Quoted text:

↓↓↓

Sunday 29 January 2023

20¢ Bounty Posted on the Dingo


The final design - Copyright Australia Post - used with permission.

Berenice would often go to bed depressed and frustrated about what to do next to further the cause and wake in the morning with a bolt of inspiration.

One such occasion was in 1978 when the first thing she thought of was a postage stamp featuring the Dingo.

She received a reply to her enquiry within a few days advising her that an issue of stamps titled 'Dogs of Australia' was planned for release in early 1980. The letter advised that as the release was to be in two years the information was to be kept confidential. It also requested a photo be submitted.

The stamps featured the Dingo, Australian Cattle Dog, Australian Kelpie, Border Collie and Australian Terrier. Original photographs were accepted for the design. The photo submitted by Berenice depicted Snowgoose, as an adult Alpine bitch. A separate photo of Napilia, Napoleon’s daughter, a tropical pup, was added to the design.

Photo of Snowgoose submitted for the stamp design

When the stamp was released one newspaper ran the headline: 20c BOUNTY POSTED ON THE DINGO.

Berenice was heartened a further sign of a change in attitude towards the Dingo was imminent when the image was chosen for the prestigious 20c stamp. 20c was the cost of a standard letter, making it the most common of the stamps in circulation.

She believed “the inclusion of the Dingo, the dog of the original inhabitants of Australia, would be hailed the world over as a decisive step forward in the annals of appreciation of that which belongs to us all, our national heritage”.

Ironically, at the time, the Dingo was still regarded as vermin by all state and territory governments and still had a bounty on its head in Victoria.

The inclusion of the Dingo stamp in the “Dogs of Australia” set drew enthusiastic acclaim from overseas.

In a letter from the USA, Dr E Klinghammer of the North American Wildlife Park Foundation wrote: “What a victory to have the Dingo on a stamp at last. It is beautiful. People in this country have been working on a wolf stamp, but so far without success. I am sure that gave you a great boost, and I hope that the people in your country will do all they can to accept the Dingo on his own terms….”


Snowgoose’s story is told in the book For the Love of a Dingo by Berenice Walters and Pamela King. Available through the website

Tuesday 24 January 2023

Our Wildlife at Risk by Berenice Walters 1979

Despite State Government intervention in the past, the horror of aerial baiting continues.  Why should the whole of our wildlife be put at risk in the maniacal pursuit of the extermination of the wild dog?

For 200 years we believed without question that our heritage was not worth protecting if it interfered with the making of money.

We believed without question that the only good Dingo was a dead Dingo.

Now we are expected to stand by in mute horror as the mass slaughter of our wildlife by aerial baiting continues.

↑↑↑

Task 1:
According to the Dingo blog posts, why was the 20c stamp the most common one in circulation?
Task 2:
Do the following statements agree with the Dingo blog posts? Answer yes or no for each and quote the deciding words.
(a) The "Dogs of Australia" stamps were planned for release in early 1980.
(b) The photo Berenice submitted showed Napilia as a tropical pup.
(c) When the stamp came out, every state and territory government still regarded the Dingo as vermin.
Task 3:
Pick up the Dingo blog posts after their final sentence and write on from there.

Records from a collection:

↓↓↓

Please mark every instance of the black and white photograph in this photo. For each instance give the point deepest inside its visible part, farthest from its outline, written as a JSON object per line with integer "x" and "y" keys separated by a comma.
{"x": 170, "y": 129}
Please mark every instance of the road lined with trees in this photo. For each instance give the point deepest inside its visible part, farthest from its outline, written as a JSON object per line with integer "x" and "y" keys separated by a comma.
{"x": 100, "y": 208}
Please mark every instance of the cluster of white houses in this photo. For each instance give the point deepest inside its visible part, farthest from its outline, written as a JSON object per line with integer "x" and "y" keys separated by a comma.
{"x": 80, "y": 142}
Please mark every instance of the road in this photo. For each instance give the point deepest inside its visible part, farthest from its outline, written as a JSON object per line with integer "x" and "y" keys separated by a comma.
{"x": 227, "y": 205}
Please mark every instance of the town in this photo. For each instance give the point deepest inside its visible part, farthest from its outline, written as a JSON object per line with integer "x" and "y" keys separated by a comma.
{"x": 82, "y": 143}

↑↑↑

Exercise result 1:
20c was the cost of a standard letter.

Exercise result 2:
(a) Yes: "an issue of stamps titled 'Dogs of Australia' was planned for release in early 1980."
(b) No: "The photo submitted by Berenice depicted Snowgoose, as an adult Alpine bitch."
(c) Yes: "the Dingo was still regarded as vermin by all state and territory governments."

Exercise result 3:
The spectacle of local birds and pets dying in Moss Vale recently should have struck home what selective hand baiting can do.  Because we saw the results we were incensed.

Because we can't see what aerial baiting is doing must we hide our heads in the sand like the ostrich and pretend it does not exist?

We are told the reason for the baiting ... winter is the time of year when the Native Dog is most savage and does the most damage.

It is the time of year when the female and her devoted mate are scrounging for food to support their puppies.

The poisoned adults die an excruciating, long, and panic-stricken death, whether they be the stock killing culprits or not, desperately struggling to return to their pups while the pups slowly starve to death, or fall prey to other hungry animals while pitifully searching for their missing parents, starvation forcing them from the safety of their den.

Positive extinction of some of our rarer native fauna must also be the end result of aerial and indiscriminate baiting.

For how much longer must the white man and his sheep and cattle be our only concern?

A large section of our community is horrified at the continued use of aerial, baiting and yet a minority group can be given permission to proceed with this highly questionable programme, and with a minimum of publicity, contaminate the whole of the environment

This frightens me.

It is no longer unusual to be requested by people with dogs for sale the animals not to go to country areas where aerial baiting has been carried out.

It is not unusual for people returning to the city with sick dogs to be warned by their vet about the possible hazards of drinking in streams that could be contaminated as a result of aerial baiting.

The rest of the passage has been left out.